───── Stored data ─────
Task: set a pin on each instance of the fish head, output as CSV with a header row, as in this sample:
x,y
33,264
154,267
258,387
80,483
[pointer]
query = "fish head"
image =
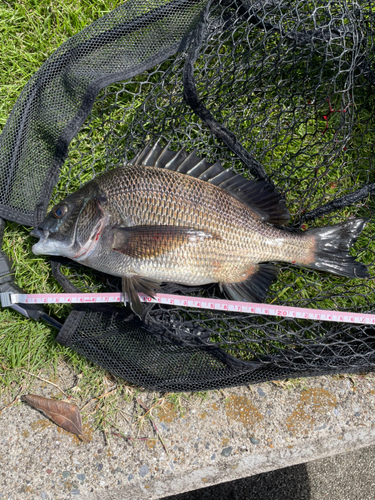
x,y
73,225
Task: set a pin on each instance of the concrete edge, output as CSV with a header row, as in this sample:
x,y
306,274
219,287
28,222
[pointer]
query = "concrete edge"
x,y
230,470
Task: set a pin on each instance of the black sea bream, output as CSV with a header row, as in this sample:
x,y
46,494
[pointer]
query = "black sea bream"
x,y
173,217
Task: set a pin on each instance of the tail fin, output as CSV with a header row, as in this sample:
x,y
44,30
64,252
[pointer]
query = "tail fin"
x,y
332,249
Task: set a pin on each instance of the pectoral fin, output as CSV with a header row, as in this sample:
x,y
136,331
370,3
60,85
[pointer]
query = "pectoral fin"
─────
Exercise >> Please restate the whole listing exactly, without any of its pictures.

Written solution >>
Task: set a pin on each instance of the fish head, output as CSV with a header row, as in this sample:
x,y
33,264
154,267
258,387
80,483
[pointer]
query = "fish head"
image =
x,y
73,225
Task: set a pin on each instance of the concrete edge, output as CSV with a header row, as in this sample:
x,y
306,274
219,287
28,222
[pointer]
query = "concrete edge"
x,y
230,470
Task: set a pin on each instance of the black sea bream, output as CSV with a header row, as in this sample:
x,y
46,494
[pointer]
query = "black sea bream"
x,y
173,217
Task: set a pin on each instance of the tail fin, output as CSV with a header row, as in this sample:
x,y
44,30
64,252
[pointer]
query = "tail fin"
x,y
332,249
Task: set a pin on each instance of the pectoral fin, output as CSV with a header row, as in this sample:
x,y
136,331
370,3
60,85
[pointer]
query = "pectoral fin"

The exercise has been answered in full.